_Exercices_.
[1] Relevez toutes les phrases de la page sur l'inflation qui contiennent le mot « prix ».
[2] Veuillez citer sans rien changer le passage des enregistrements qui va de leur tout début jusqu'à la ligne contenant « left=281, top=233, right=310, bottom=263 », cette ligne comprise.

Tous types d’énergie confondus, le consommateur européen paye déjà sa consommation 30 % de plus qu’il y a un an, rappelle dans une note la banque Edmond de Rothschild. Elle ajoute que si les prix de l’énergie ne déclinent pas avec la situation géopolitique, l’inflation en zone euro atteindrait une moyenne 2022 de 4,0 %.
Inflation
Dans une économie de marché, les prix des biens et des services peuvent varier. Certains augmentent, d’autres diminuent. On parle d’inflation lorsqu’il y a une hausse des prix généralisée et non pas seulement de certains produits. Il en résulte que vous pouvez acheter moins de biens et de services pour un euro. Inversement, un euro vaut moins qu’avant. L‘inflation est donc une perte de pouvoir d’achat de la monnaie.

_Données extraites_.
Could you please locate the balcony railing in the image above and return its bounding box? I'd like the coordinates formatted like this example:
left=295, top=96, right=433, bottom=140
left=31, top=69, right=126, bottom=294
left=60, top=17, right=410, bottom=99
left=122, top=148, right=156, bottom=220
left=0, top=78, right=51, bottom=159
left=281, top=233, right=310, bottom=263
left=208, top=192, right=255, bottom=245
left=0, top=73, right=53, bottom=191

_Résultats_.
[1]
- Elle ajoute que si les prix de l’énergie ne déclinent pas avec la situation géopolitique, l’inflation en zone euro atteindrait une moyenne 2022 de 4,0 %.
- Dans une économie de marché, les prix des biens et des services peuvent varier.
- On parle d’inflation lorsqu’il y a une hausse des prix généralisée et non pas seulement de certains produits.

[2]
Could you please locate the balcony railing in the image above and return its bounding box? I'd like the coordinates formatted like this example:
left=295, top=96, right=433, bottom=140
left=31, top=69, right=126, bottom=294
left=60, top=17, right=410, bottom=99
left=122, top=148, right=156, bottom=220
left=0, top=78, right=51, bottom=159
left=281, top=233, right=310, bottom=263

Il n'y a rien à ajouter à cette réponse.